ASSIGNMENT - In the records, each line holding "facade" must be reported.

Top of RECORDS

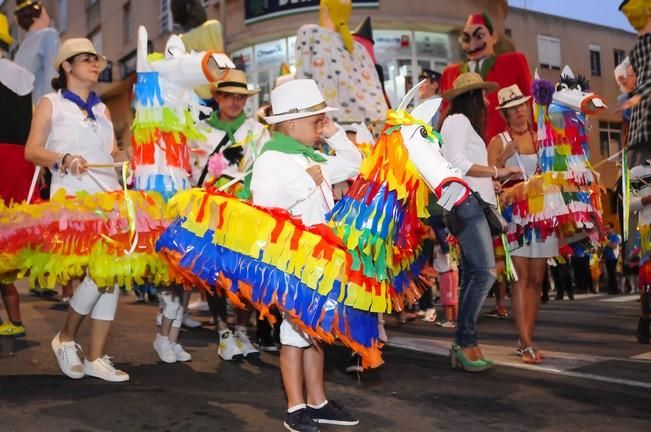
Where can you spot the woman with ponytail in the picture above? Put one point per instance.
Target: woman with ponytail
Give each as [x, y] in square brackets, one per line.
[71, 128]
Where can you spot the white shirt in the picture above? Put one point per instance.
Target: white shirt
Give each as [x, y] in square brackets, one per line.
[70, 132]
[463, 148]
[280, 180]
[252, 135]
[639, 175]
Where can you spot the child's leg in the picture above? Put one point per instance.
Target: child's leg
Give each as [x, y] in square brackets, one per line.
[291, 369]
[81, 304]
[102, 316]
[12, 303]
[313, 365]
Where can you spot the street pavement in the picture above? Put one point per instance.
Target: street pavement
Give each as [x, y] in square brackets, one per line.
[595, 377]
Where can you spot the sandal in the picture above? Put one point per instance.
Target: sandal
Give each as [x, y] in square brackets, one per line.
[530, 355]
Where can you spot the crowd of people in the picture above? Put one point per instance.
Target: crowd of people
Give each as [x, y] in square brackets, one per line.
[301, 154]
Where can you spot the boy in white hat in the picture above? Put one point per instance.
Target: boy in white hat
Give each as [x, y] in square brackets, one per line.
[290, 174]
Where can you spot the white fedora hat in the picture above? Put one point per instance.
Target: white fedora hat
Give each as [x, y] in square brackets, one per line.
[296, 99]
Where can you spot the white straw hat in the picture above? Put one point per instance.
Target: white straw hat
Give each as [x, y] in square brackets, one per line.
[74, 46]
[296, 99]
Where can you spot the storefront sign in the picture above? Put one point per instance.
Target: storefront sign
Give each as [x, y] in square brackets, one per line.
[257, 10]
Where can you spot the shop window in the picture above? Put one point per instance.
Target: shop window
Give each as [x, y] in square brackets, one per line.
[619, 56]
[549, 52]
[610, 137]
[63, 16]
[595, 60]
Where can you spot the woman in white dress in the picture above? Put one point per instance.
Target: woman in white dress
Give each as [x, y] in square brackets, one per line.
[517, 147]
[71, 128]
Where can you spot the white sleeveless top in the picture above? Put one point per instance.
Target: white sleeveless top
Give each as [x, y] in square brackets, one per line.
[526, 163]
[70, 132]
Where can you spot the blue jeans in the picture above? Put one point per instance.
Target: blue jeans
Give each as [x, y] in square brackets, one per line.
[477, 268]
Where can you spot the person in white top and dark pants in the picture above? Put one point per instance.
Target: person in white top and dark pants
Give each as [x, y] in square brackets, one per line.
[463, 146]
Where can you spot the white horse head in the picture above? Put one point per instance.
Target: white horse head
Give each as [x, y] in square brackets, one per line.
[574, 92]
[424, 151]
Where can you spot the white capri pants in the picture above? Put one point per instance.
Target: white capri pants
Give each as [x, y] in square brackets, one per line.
[293, 336]
[172, 308]
[88, 299]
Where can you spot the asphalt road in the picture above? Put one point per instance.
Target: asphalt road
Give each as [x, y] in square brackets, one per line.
[590, 381]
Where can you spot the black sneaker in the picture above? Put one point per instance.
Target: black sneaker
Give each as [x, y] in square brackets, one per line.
[643, 330]
[354, 364]
[300, 421]
[332, 413]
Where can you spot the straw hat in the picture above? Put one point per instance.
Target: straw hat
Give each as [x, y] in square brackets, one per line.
[5, 36]
[510, 96]
[467, 82]
[72, 47]
[296, 99]
[236, 84]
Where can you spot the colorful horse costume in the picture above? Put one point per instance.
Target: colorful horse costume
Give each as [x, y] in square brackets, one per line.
[563, 197]
[111, 235]
[330, 279]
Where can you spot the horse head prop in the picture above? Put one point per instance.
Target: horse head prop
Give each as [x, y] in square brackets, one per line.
[167, 110]
[574, 92]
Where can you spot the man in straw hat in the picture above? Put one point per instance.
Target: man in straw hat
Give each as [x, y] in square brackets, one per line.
[638, 13]
[478, 40]
[36, 53]
[464, 147]
[236, 140]
[290, 174]
[16, 83]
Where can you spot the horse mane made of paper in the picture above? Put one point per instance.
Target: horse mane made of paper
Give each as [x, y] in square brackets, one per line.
[332, 279]
[563, 198]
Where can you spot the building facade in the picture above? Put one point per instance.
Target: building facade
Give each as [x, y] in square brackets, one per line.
[409, 34]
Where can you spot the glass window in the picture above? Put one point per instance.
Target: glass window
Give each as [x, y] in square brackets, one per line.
[549, 52]
[619, 56]
[595, 60]
[610, 137]
[63, 16]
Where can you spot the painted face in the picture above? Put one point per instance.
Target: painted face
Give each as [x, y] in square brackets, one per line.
[230, 104]
[307, 130]
[477, 42]
[85, 67]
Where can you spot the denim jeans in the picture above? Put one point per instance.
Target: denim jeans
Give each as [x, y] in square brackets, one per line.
[477, 268]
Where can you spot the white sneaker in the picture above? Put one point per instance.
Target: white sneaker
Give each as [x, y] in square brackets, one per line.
[199, 306]
[228, 347]
[163, 348]
[66, 353]
[181, 354]
[103, 368]
[245, 345]
[430, 315]
[188, 322]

Bottom of RECORDS

RESPONSE -
Where can you spot the building facade in the picture above? Put one point per instance.
Target: building facade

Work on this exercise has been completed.